Het mogelijke project de Romeinse Limes

Eveneens in 2002 hopen wij een tweede nationaal Belvedere-project te kunnen lanceren, namelijk het zogeheten Limes-project, dat zich richt op het veiligstellen en tegelijkertijd beleefbaar maken van de in de ondergrond nog aanwezige overblijfselen van de historische noordgrens van het Romeinse rijk, die in Nederland gevormd werd door de Rijn. Naast het inhoudelijk belang, rechtvaardigt de bestuurlijke complexiteit hier een nationaal project. Wij denken dat het Limes-project een belangrijke bijdrage kan leveren aan de ruimtelijke hoofdstructuur van Nederland doordat de samenstellende delen van die structuur, zoals de stedelijke netwerken Deltametropool en Arnhem-Nijmegen en de nationale landschappen Groene Hart en Rivierenland, door middel van dit cultuurhistorische thema met elkaar verbonden kunnen worden. Ook internationaal gaat dit op: de Limes strekt zich uit van Noord-Engeland via Nederland, Duitsland en de Balkan-staten tot aan de Zwarte Zee. Daarmee vormt het een uniek, want voor acht (4 EU- en 4 Oost-Europese) landen gemeenschappelijk cultureel erfgoed, voor de ontwikkeling waarvan een beroep gedaan kan worden op Europese gelden (Interreg Programma).

Kennisinfrastructuur

Op het gebied van de verspreiding en het toegankelijk maken van kennis en informatie is een aantal zaken in gang gezet. Door vier betrokken kennisinstituten (ROB, RDMZ, Expertisecentrum LNV en Alterra) is een samenwerkingsproject gestart met als doel de cultuurhistorische kennisinfrastructuur te verbeteren.

In het project worden varianten ontwikkeld voor een gedegen, geïntegreerde, toegankelijke en bruikbare kennisinfrastructuur. Op dit moment bestaat de informatie uit verschillende elementen die los van elkaar staan (data-bestanden bij verschillende diensten en private data-aanbieders). Ons doel is hier te komen tot een verbetering van het aanbod van de beschikbare kennis, op een manier die toegesneden is op de toepassing van die kennis in het planningsproces (de vraag). Het onderzoek moet ook zicht geven op de daartoe benodigde maatregelen.

**BESCHIKBARE GEGEVENS**
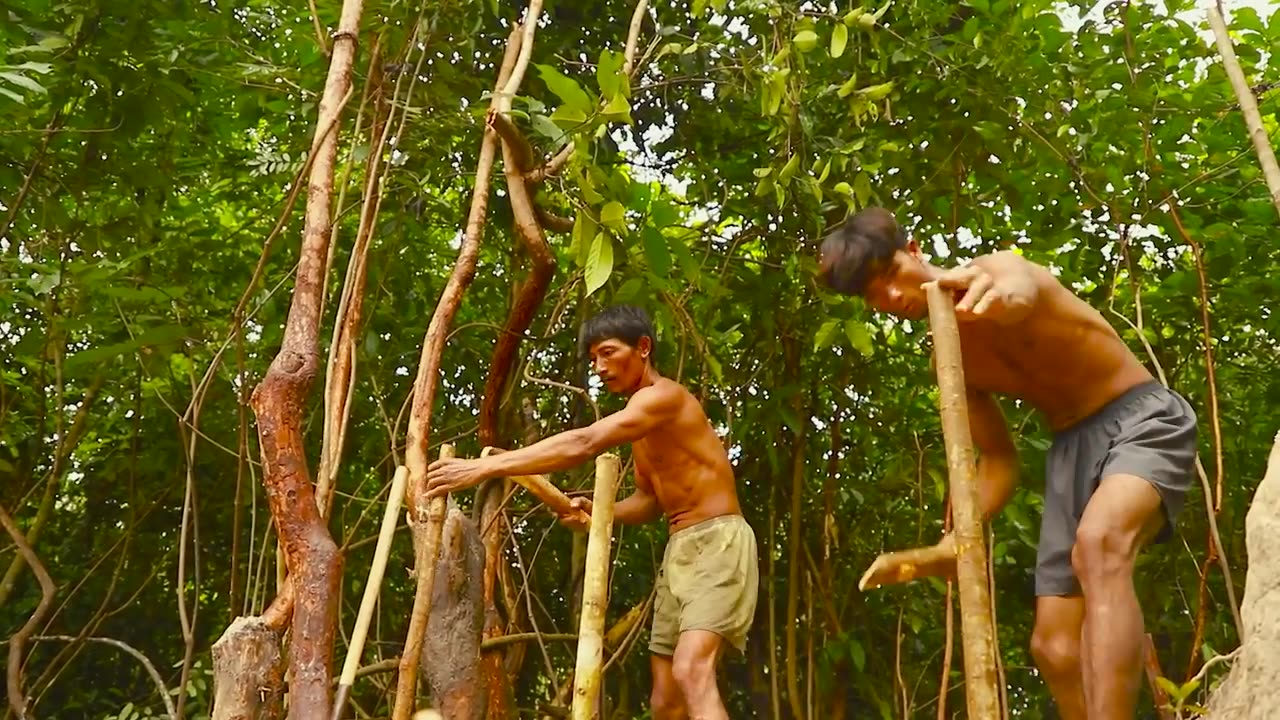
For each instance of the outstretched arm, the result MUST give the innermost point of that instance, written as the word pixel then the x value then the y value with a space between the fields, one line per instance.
pixel 1001 287
pixel 647 410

**WAT JE DOET**
1. Beantwoord de volgende vragen over de tekst over het Limes-project en de kennisinfrastructuur:
(a) Wat vormde in Nederland de noordgrens van het Romeinse rijk?
(b) Tot waar loopt de Limes vanaf Noord-Engeland?
(c) Welke vier kennisinstituten zijn samen een project begonnen om de cultuurhistorische kennisinfrastructuur te verbeteren?
2. Schrijf de tekst over het Limes-project en de kennisinfrastructuur verder, na de laatste zin die er staat.

**ANTWOORDEN PER OPDRACHT**
1.
(a) De Rijn.
(b) Tot aan de Zwarte Zee.
(c) ROB, RDMZ, Expertisecentrum LNV en Alterra.

2.
Terug- en vooruitblik

Concluderend kan worden geconstateerd dat in korte tijd veel in gang is gezet, maar dat er ook nog grote uitdagingen liggen te wachten, bijvoorbeeld in het uitvoeringstraject van de Vijfde nota en straks ook van het Tweede Structuurschema voor de Groene Ruimte. De verwachtingen ten aanzien van de kansen om op een vernieuwende manier om te gaan met de cultuurhistorie in de «grand projets» uit de Architectuurnota (bijv. de Reconstructie en de Hogesnelheidslijn) zijn hoog gespannen. Voor een volgend Kabinet ligt er een goed programma met een hoog ambitieniveau.

Het aantal samenwerkende partijen is fors toegenomen en wij willen graag gebruik blijven maken van het enthousiasme en de inventiviteit waarmee alle betrokkenen zich tot dusver hebben ingespannen om de Belvedere-doelen dichterbij te brengen. De afgelopen twee jaar is gebleken dat bij deze partijen ook een sterke wens bestaat aan meer substantiële investeringen voor de daadwerkelijke uitvoering van plannen waarin cultuurhistorie een prominente plaats heeft gekregen. In het uitgevoerde monitoringonderzoek komt dit ook als een van de wensen naar voren. Een blijvend hoge ambitie achten wij, gezien de nu ervaren respons en het maatschappelijk draagvlak, nodig om de door Belvedere voorgestane «trendbreuk» in het omgaan met cultuurhistorie bij ruimtelijke inrichtingsopgaven te forceren.

Als bijlage bij deze brief vindt u het integrale onderzoeksrapport dat op systematische en gedetailleerde wijze inzicht geeft in de vorderingen en resultaten aan de hand van de vijftig in de Nota Belvedere genoemde actiepunten.

De Staatssecretaris van Onderwijs, Cultuur en Wetenschappen,

F. van der Ploeg

De Minister van Volkshuisvesting, Ruimtelijke Ordening en Milieubeheer,

J. P. Pronk

De Staatssecretaris van Landbouw, Natuurbeheer en Visserij,

G. H. Faber

De Minister van Verkeer en Waterstaat,

T. Netelenbos


XNoot
1

Ter inzage gelegd bij het Centraal Informatiepunt Tweede Kamer.